Избранный отрывок:
_ _ _ _
Атмосфера, в которой Байрон был вынужден жить и творить во второй половине 1815 — начале 1816 года, достигла крайнего напряжения. Кредиторы требовали оплаты непомерных долгов, доставшихся поэту «в наследство» от двоюродного деда, был наложен арест на имущество. Поэту пришлось продать ценнейшую библиотеку. Многочисленные газеты травили Байрона, стремились его оклеветать. Он решил покинуть свою страну. Прежде чем уехать, 7 апреля 1816 года поэт опубликовал стихотворение «Звезда Почетного легиона», открыто заявив своим врагам, что Англию покинул Байрон-республиканец.

В конце 1816 года до Байрона дошла весть о новом подъеме движения луддитов. Из Венеции он писал Томасу Муру: «Клянусь богом! Если начнется потасовка, я к вам приеду!» И шлет боевую «Песню для луддитов».

В Италии, северная часть которой в те годы была под пятой Австрийской империи, где оккупанты жестоко расправлялись с малейшими попытками итальянцев к сопротивлению, Байрон познакомился с передовыми людьми Италии — карбонариями — членами тайной организации итальянских патриотов. Если в Англии поэт только помышлял об участии в борьбе, то в Италии он становится активным борцом за объединение разъединенной Италии, за ее национальную независимость.
_ _ _ _
Записи набора данных:
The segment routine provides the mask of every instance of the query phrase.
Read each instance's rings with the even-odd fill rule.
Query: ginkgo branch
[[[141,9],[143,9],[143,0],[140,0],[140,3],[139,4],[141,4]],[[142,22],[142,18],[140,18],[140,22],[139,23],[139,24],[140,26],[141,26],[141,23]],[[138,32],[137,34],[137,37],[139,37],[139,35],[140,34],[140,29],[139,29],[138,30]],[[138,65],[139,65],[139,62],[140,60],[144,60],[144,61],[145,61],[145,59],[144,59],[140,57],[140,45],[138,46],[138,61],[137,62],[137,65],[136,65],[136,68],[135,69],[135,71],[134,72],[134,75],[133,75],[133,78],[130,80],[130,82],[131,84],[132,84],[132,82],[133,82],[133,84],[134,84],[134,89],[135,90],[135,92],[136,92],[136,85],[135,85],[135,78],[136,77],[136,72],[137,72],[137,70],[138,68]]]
_ _ _ _
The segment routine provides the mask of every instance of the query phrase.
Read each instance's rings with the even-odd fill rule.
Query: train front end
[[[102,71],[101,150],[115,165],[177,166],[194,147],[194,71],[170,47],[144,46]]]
_ _ _ _
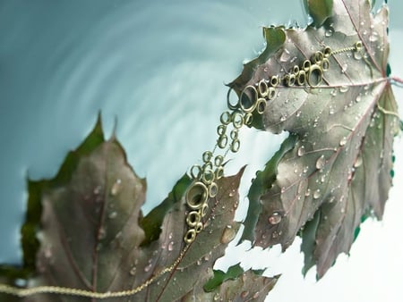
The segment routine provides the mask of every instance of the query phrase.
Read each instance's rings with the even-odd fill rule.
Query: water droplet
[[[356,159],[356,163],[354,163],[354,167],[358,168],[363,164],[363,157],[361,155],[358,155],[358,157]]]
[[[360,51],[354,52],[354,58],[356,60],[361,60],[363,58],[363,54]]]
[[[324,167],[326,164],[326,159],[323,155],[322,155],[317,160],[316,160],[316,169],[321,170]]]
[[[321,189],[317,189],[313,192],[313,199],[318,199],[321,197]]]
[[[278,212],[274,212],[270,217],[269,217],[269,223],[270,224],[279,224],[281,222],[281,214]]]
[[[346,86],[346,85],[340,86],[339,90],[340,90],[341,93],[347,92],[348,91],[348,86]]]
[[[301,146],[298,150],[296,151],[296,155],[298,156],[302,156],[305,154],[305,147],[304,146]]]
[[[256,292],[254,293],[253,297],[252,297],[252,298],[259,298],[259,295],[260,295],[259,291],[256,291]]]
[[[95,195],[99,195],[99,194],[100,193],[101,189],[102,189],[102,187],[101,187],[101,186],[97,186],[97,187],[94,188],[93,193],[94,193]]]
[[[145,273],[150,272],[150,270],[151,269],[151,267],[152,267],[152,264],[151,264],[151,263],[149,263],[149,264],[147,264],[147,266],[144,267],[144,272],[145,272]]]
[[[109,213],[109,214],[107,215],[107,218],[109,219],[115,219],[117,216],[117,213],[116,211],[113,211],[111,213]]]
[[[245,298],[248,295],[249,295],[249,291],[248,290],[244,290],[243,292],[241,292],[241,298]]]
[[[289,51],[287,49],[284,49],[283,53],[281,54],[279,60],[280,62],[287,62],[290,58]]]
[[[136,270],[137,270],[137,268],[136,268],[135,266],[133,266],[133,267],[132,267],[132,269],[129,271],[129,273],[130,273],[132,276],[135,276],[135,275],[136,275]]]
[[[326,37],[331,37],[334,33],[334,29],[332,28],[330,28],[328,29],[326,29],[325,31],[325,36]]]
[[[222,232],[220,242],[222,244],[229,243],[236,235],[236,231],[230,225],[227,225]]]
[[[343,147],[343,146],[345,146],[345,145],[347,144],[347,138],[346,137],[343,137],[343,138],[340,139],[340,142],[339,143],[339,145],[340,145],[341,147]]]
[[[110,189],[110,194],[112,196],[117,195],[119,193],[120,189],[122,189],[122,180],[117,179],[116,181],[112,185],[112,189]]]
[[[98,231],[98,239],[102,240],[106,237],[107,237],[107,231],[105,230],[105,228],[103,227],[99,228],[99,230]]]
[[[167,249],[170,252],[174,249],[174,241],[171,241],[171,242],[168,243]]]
_ _ _ _
Задания:
1) Какое стихотворение Байрон опубликовал 7 апреля 1816 года, прежде чем покинуть Англию, согласно отрывку о Байроне?
2) Продолжите отрывок о Байроне, начав сразу после его последнего предложения.
Записи никак не связаны с отрывком.

Ответы к заданиям:
1) Стихотворение «Звезда Почетного легиона».

2)
С начала 1821 года, когда волна национально-освободительного Движения докатилась до Равенны, где жил в те годы поэт, Байрон полностью был захвачен интересами движения карбонариев. Его близкий друг Тереза Гвиччиоли, ее отец и брат помогали держать связь с местной тайной группой. «Если бы удалось освободить Италию!.. Это великая цель — подлинная поэзия политики! (подчеркнуто Байроном. — О. А.). Подумать только — свободная Италия! Чья возьмет[ Лучше всего — надеяться, даже когда дело безнадежно».

Но не было единства среди карбонариев-руководителей, карбонарии-аристократы недооценивали роль крестьянских масс. «...Они не наберут и тысячи человек. А все из-за того, что простой народ не заинтересован — только высшие и средние слои. А хорошо было бы привлечь на нашу (подчеркнуто Байроном. — О. А.) сторону крестьян... в этом народе заложены отличные качества и благородная отвага... В такие времена рождаются герои... Я готов сделать все ради их освобождения...»

Байрон был сторонником организации «карбонарской толпы» — отрядов из местных крестьян. Он организовывал и вооружал отряды из местных крестьян, которые выбрали его своим «капо» — вожаком.

Движение карбонариев все же потерпело поражение. Жестокие репрессии обрушились на тысячи его участников. «Я обязан им помочь. В один прекрасный день они снова восстанут. Будем жить надеждой на лучшее, — это самое ценное достояние. ...Революция неизбежна».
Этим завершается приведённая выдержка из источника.